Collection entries
• • • • • • •

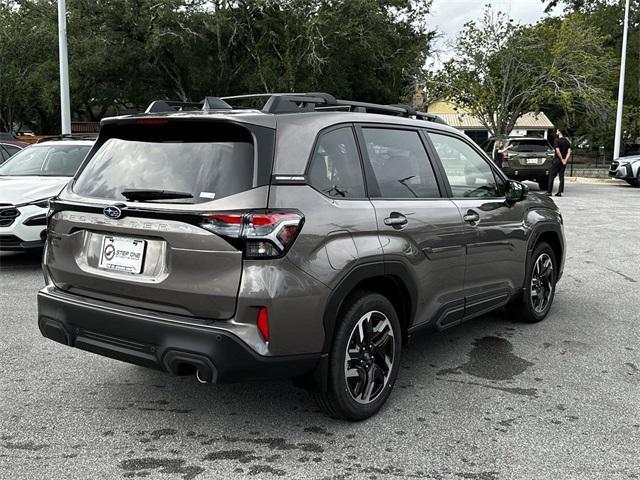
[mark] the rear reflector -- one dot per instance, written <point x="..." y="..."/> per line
<point x="263" y="323"/>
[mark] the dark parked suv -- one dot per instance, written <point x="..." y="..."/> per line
<point x="522" y="158"/>
<point x="308" y="240"/>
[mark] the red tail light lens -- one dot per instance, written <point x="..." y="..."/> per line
<point x="263" y="234"/>
<point x="263" y="323"/>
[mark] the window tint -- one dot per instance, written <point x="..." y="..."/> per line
<point x="400" y="164"/>
<point x="537" y="146"/>
<point x="467" y="171"/>
<point x="335" y="167"/>
<point x="207" y="170"/>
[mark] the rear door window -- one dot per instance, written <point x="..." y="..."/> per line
<point x="467" y="171"/>
<point x="206" y="169"/>
<point x="335" y="168"/>
<point x="400" y="163"/>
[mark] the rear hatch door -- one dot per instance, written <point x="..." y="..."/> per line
<point x="128" y="229"/>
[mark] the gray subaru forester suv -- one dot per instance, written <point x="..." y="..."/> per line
<point x="307" y="239"/>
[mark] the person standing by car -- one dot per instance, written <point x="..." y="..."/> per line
<point x="562" y="149"/>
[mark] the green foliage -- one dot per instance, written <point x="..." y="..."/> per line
<point x="125" y="53"/>
<point x="606" y="16"/>
<point x="502" y="70"/>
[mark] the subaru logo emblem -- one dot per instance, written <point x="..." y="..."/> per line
<point x="112" y="212"/>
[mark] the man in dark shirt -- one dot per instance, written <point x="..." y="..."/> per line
<point x="562" y="149"/>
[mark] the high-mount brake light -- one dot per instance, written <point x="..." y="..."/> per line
<point x="152" y="121"/>
<point x="505" y="159"/>
<point x="262" y="234"/>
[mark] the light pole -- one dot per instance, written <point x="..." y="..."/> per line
<point x="618" y="137"/>
<point x="65" y="108"/>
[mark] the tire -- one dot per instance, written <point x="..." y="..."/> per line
<point x="360" y="383"/>
<point x="543" y="184"/>
<point x="534" y="303"/>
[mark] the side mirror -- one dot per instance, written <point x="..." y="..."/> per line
<point x="516" y="191"/>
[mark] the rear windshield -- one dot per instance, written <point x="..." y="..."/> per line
<point x="529" y="146"/>
<point x="205" y="169"/>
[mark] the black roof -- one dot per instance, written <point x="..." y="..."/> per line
<point x="279" y="103"/>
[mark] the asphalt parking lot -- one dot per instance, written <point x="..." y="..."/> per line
<point x="491" y="399"/>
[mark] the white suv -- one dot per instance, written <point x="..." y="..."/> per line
<point x="627" y="169"/>
<point x="27" y="181"/>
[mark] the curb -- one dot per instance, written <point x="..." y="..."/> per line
<point x="609" y="181"/>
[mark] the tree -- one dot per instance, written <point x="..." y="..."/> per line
<point x="125" y="53"/>
<point x="607" y="16"/>
<point x="502" y="70"/>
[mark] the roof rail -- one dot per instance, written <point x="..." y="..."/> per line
<point x="293" y="103"/>
<point x="69" y="136"/>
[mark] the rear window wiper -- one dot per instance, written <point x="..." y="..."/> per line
<point x="150" y="194"/>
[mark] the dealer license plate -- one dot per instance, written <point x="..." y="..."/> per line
<point x="122" y="254"/>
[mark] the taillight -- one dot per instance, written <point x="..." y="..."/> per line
<point x="505" y="159"/>
<point x="262" y="234"/>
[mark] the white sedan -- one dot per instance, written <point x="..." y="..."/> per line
<point x="27" y="181"/>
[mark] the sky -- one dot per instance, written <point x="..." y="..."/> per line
<point x="448" y="17"/>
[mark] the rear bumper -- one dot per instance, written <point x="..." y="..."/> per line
<point x="11" y="243"/>
<point x="149" y="340"/>
<point x="622" y="172"/>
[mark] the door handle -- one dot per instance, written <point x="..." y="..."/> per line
<point x="471" y="217"/>
<point x="395" y="220"/>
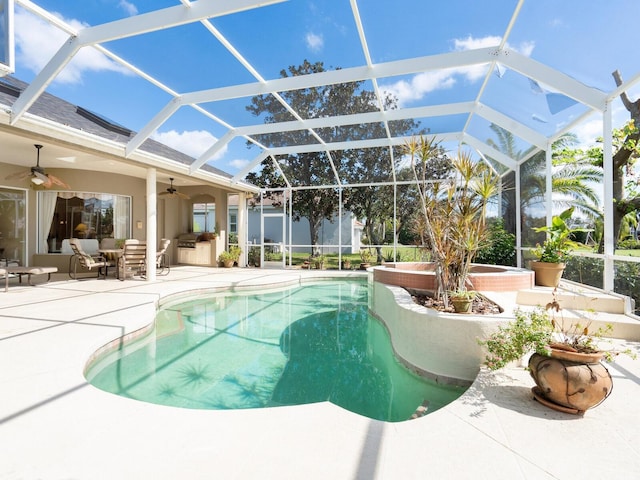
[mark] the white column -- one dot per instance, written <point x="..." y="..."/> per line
<point x="607" y="162"/>
<point x="518" y="218"/>
<point x="548" y="194"/>
<point x="242" y="224"/>
<point x="152" y="224"/>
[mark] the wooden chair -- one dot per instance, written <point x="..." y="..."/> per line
<point x="86" y="261"/>
<point x="133" y="259"/>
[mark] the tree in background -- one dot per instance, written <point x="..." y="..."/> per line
<point x="358" y="166"/>
<point x="626" y="149"/>
<point x="573" y="180"/>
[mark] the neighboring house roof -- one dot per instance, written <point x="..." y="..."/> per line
<point x="57" y="110"/>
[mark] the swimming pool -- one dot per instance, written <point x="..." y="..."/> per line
<point x="306" y="344"/>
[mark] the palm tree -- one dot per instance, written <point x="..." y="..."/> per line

• • • • • • •

What to produce: Write out exactly the lines from the one containing "[mark] the rear window" through the last line of the records above, both ends included, and leave out any pictures.

Answer for this exercise:
[mark] the rear window wiper -- one dot per instance, written <point x="..." y="..."/> per line
<point x="150" y="194"/>
[mark] the dealer license plate -- one dot per instance, written <point x="..." y="..."/> per line
<point x="122" y="254"/>
[mark] the taillight -- one dot per instance, written <point x="..." y="..."/> per line
<point x="505" y="159"/>
<point x="262" y="234"/>
[mark] the white sedan -- one dot per instance, written <point x="..." y="..."/> per line
<point x="27" y="181"/>
[mark] the sky -- one dot per instance, written <point x="..." y="..."/> per line
<point x="448" y="17"/>
[mark] the rear bumper -- one dot per instance, written <point x="..." y="..."/> per line
<point x="11" y="243"/>
<point x="149" y="340"/>
<point x="622" y="172"/>
[mark] the door handle -- one dot per instance, written <point x="..." y="..."/> per line
<point x="471" y="217"/>
<point x="395" y="220"/>
[mark] the white column -- one dot per instance, written <point x="..." y="..."/> per line
<point x="607" y="162"/>
<point x="518" y="218"/>
<point x="548" y="194"/>
<point x="242" y="224"/>
<point x="152" y="224"/>
[mark] the wooden chair -- one dot per instance, written <point x="..." y="..."/> per line
<point x="86" y="261"/>
<point x="133" y="259"/>
[mark] the tree in background -- one dot per instance, written <point x="..." y="..."/> per line
<point x="358" y="166"/>
<point x="626" y="149"/>
<point x="573" y="180"/>
[mark] the neighboring house roof -- one dot per instance, written <point x="..." y="..."/> per line
<point x="57" y="110"/>
[mark] the swimming pool -- one dot per instance, written <point x="..." y="..."/> per line
<point x="306" y="344"/>
[mark] the palm tree -- one dot per instance, written <point x="..." y="..."/> per line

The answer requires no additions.